### Aim of the task
Transcribe exactly the line in which "Can you find the bird's neck?" occurs, plus every line that comes after it up to the end of the entries.

Dataset records:
============================================================
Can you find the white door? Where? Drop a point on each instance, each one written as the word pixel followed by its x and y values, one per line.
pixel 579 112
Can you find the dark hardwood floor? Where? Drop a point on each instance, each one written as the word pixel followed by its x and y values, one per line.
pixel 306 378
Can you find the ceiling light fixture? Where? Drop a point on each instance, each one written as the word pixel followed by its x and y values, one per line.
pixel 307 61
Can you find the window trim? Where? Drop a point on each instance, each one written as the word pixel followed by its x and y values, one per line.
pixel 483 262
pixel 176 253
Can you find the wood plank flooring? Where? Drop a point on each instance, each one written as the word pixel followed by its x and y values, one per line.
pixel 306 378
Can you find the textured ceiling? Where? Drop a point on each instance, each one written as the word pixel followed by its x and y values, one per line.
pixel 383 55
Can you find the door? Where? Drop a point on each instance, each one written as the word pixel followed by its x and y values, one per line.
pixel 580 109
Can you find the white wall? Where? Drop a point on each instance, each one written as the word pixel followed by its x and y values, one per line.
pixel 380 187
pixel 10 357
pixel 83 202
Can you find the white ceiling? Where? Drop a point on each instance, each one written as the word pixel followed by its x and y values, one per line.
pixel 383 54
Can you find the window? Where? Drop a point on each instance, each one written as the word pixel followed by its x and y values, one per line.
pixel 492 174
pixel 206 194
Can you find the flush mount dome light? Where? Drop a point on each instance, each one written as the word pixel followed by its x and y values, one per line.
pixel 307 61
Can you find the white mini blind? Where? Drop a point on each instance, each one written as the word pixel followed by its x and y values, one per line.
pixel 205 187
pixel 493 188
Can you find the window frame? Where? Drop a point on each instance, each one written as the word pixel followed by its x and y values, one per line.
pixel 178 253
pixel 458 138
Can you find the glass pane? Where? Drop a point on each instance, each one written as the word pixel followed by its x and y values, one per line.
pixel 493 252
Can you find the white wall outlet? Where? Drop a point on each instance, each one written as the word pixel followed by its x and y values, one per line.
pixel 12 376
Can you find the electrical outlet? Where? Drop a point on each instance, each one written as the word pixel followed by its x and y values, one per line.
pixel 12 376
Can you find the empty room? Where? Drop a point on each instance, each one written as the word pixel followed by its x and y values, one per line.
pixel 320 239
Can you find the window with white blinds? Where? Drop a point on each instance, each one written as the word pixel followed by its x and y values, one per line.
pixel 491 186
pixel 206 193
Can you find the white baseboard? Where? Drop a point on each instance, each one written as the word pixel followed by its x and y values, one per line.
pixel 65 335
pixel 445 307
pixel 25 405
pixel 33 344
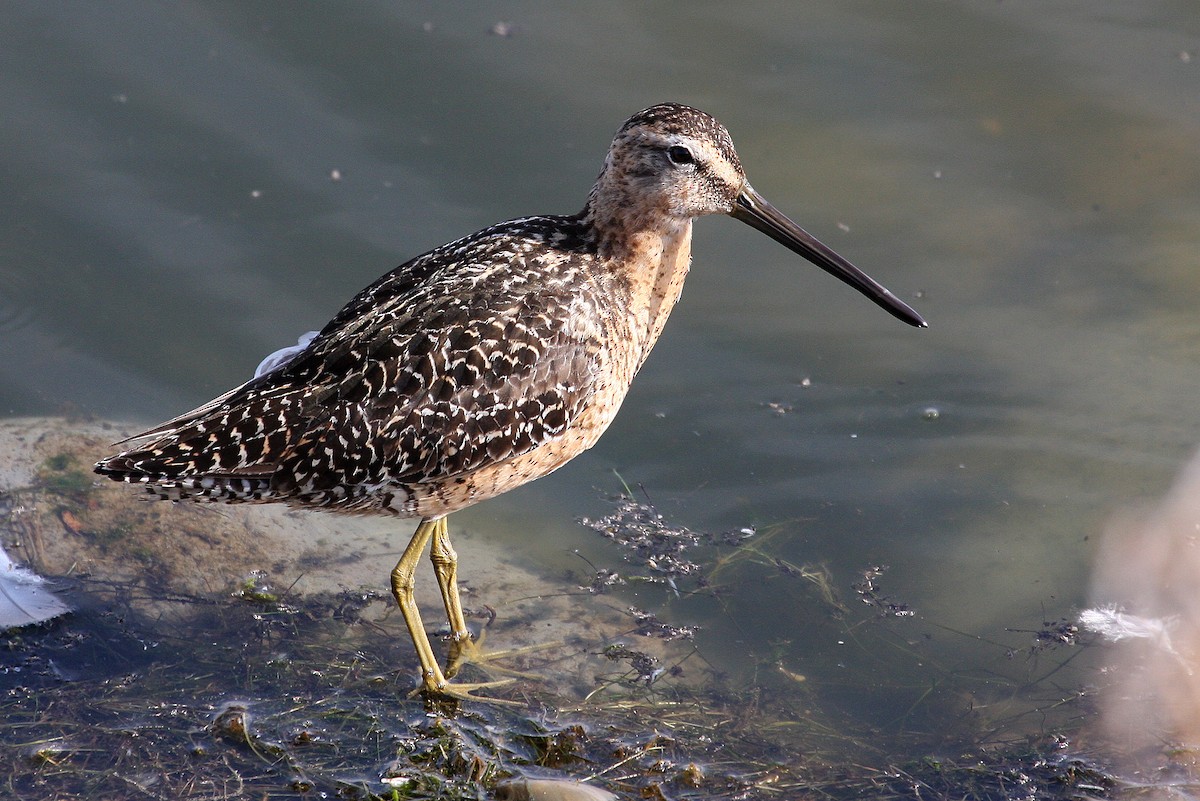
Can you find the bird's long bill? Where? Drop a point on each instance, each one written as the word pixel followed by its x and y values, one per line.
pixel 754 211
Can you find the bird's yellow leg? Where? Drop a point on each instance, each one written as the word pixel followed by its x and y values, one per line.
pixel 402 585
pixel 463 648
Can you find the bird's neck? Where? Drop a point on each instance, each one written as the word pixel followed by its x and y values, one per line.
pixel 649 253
============================================================
### Written answer
Can you find the bird's neck? Where? Drop a point on each instance, each one written as the word pixel followed by its x and y values, one per line.
pixel 649 253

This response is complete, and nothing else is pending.